Exercise input:
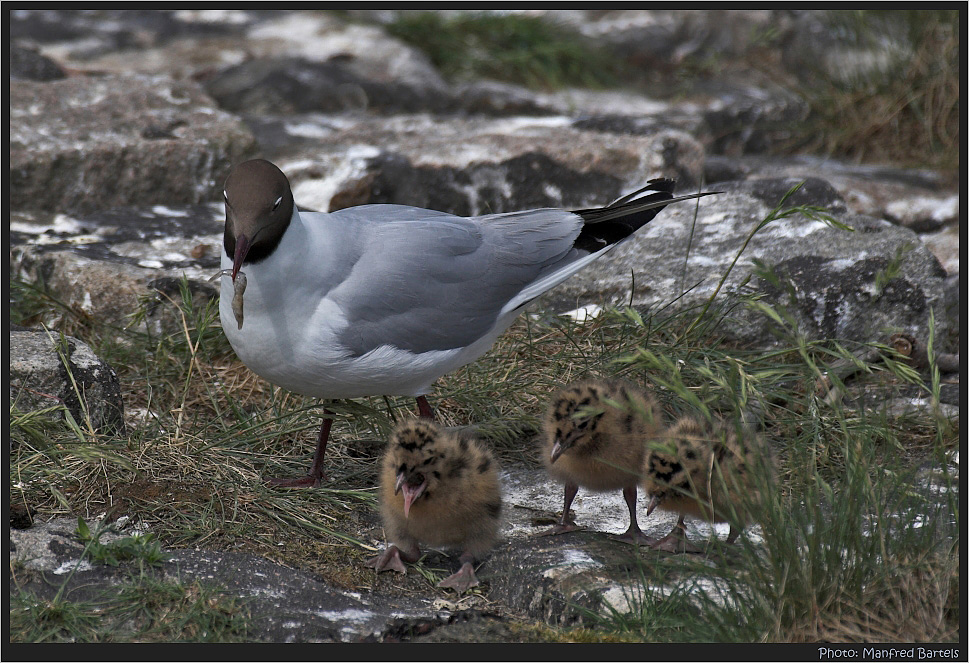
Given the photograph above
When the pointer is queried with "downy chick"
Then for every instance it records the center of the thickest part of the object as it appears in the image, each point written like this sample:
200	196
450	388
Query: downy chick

Work to complete: Find every line above where the word "downy" occurs, and copy that line.

Response:
When the pointer is queried with "downy chick"
Query: downy chick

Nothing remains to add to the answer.